STATED EXERCISE 1
Reproduce everything in the passage on stitching designs, from "And then there" down to "few months’ time.", without any alteration.

PAGE TEXT
There are others which take shape, and almost from the start I feel that they do actually look the way I envisaged them (Frosty Pine and Very Berry spring to mind). It’s very exciting when that happens! Fortunately this is how most of the designs that eventually end up on the website are created.
And then there are the ones which get charted, and I’m happy with them, but in the back of my mind there is a small but unmistakable niggle that they are not quite what I had intended. It’s often hard to put my finger on it. It may be a feeling that the shape is not exactly right. Or that it ought to have a certain something more. Or less. Or different. In those cases, I tend to put them on the Planned page, but they get moved to the back of the queue; there are generally plenty of designs I can stitch before I get to the "might-be-room-for-improvement" ones, and it gives me a chance to have another look at them in a few months’ time.

SOURCE DATA
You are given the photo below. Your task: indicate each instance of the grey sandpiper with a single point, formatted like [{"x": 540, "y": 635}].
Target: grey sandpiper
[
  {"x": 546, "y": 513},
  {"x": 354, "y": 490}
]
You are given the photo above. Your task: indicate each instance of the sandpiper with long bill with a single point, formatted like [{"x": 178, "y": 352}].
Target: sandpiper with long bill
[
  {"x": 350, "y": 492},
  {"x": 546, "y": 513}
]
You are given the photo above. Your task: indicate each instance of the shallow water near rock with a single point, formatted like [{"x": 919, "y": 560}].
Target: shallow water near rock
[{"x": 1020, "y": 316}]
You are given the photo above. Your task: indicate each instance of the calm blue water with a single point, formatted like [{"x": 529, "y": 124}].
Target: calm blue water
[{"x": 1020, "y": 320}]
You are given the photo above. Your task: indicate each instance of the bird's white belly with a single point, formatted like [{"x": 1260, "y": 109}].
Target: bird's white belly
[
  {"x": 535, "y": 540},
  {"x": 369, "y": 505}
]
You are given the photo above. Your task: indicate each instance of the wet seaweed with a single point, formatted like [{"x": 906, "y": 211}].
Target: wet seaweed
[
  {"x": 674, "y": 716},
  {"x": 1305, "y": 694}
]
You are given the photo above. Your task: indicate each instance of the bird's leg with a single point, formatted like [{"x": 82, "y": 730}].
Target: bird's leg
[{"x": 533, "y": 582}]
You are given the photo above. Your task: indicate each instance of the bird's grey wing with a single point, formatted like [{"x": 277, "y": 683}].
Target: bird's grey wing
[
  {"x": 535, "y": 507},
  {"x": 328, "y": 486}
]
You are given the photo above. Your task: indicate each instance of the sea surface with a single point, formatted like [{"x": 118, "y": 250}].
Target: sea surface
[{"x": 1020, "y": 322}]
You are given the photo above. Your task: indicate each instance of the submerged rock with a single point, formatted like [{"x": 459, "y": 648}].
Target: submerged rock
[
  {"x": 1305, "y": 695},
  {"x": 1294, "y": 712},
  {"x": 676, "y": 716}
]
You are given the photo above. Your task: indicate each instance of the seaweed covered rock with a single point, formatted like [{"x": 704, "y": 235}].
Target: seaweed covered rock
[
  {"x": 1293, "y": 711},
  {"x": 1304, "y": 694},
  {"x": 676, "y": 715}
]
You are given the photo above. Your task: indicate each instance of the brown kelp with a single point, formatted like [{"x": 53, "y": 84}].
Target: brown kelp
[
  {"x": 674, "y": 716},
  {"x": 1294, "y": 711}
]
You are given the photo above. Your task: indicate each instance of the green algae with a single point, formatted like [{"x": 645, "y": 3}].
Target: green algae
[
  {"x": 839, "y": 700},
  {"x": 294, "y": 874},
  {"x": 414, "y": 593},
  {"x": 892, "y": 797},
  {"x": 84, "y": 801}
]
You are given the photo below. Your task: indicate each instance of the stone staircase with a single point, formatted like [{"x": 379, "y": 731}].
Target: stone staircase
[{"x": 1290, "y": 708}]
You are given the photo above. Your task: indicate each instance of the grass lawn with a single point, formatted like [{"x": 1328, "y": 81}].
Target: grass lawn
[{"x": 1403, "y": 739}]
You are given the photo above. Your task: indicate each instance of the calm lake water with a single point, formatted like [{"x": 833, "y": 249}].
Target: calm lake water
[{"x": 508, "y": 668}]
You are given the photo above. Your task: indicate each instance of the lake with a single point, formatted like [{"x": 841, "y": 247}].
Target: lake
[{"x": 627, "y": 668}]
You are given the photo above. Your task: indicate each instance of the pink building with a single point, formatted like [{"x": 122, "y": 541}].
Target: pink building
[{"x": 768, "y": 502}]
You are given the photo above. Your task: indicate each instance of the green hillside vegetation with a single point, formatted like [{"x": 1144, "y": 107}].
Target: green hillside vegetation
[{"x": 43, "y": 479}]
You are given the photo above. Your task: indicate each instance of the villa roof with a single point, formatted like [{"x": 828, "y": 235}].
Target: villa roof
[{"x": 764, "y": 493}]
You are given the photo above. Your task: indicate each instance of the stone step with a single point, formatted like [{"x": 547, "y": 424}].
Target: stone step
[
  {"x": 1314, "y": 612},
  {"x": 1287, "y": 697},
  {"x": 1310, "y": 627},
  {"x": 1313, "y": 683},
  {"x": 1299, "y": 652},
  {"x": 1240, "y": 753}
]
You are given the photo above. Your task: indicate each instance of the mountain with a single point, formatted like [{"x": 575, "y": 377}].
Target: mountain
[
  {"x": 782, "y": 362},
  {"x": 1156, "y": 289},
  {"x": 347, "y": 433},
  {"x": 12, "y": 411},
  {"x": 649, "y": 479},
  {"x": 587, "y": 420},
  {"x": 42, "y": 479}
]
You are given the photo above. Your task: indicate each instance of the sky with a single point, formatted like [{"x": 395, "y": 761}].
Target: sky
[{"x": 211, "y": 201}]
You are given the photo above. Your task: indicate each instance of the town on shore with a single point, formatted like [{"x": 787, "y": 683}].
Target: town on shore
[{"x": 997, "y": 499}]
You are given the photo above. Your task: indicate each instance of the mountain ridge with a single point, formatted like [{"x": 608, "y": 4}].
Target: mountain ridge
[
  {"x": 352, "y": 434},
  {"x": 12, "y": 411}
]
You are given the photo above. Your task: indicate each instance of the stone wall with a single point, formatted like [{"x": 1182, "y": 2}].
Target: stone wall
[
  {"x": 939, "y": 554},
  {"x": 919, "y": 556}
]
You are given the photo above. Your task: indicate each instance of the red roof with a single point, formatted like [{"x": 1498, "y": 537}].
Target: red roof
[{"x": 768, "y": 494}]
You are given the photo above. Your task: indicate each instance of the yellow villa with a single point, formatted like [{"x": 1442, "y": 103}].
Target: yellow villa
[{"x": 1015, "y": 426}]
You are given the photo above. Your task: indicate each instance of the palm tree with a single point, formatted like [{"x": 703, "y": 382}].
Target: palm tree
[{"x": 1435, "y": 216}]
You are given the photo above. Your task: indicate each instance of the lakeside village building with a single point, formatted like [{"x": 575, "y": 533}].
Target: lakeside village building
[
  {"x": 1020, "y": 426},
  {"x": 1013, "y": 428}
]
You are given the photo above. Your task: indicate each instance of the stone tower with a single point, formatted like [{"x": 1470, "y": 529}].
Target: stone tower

STATED EXERCISE 2
Select every line of the rows that contains the string "grey", treating uppercase and lowercase as distinct.

COMPLETE ANSWER 1
And then there are the ones which get charted, and I’m happy with them, but in the back of my mind there is a small but unmistakable niggle that they are not quite what I had intended. It’s often hard to put my finger on it. It may be a feeling that the shape is not exactly right. Or that it ought to have a certain something more. Or less. Or different. In those cases, I tend to put them on the Planned page, but they get moved to the back of the queue; there are generally plenty of designs I can stitch before I get to the "might-be-room-for-improvement" ones, and it gives me a chance to have another look at them in a few months’ time.

COMPLETE ANSWER 2
You are given the photo below. Your task: indicate each instance of the grey sandpiper with a single point, formatted like [{"x": 540, "y": 635}].
Target: grey sandpiper
You are given the photo above. Your task: indicate each instance of the bird's grey wing with a single point, formatted like [{"x": 277, "y": 683}].
Target: bird's grey wing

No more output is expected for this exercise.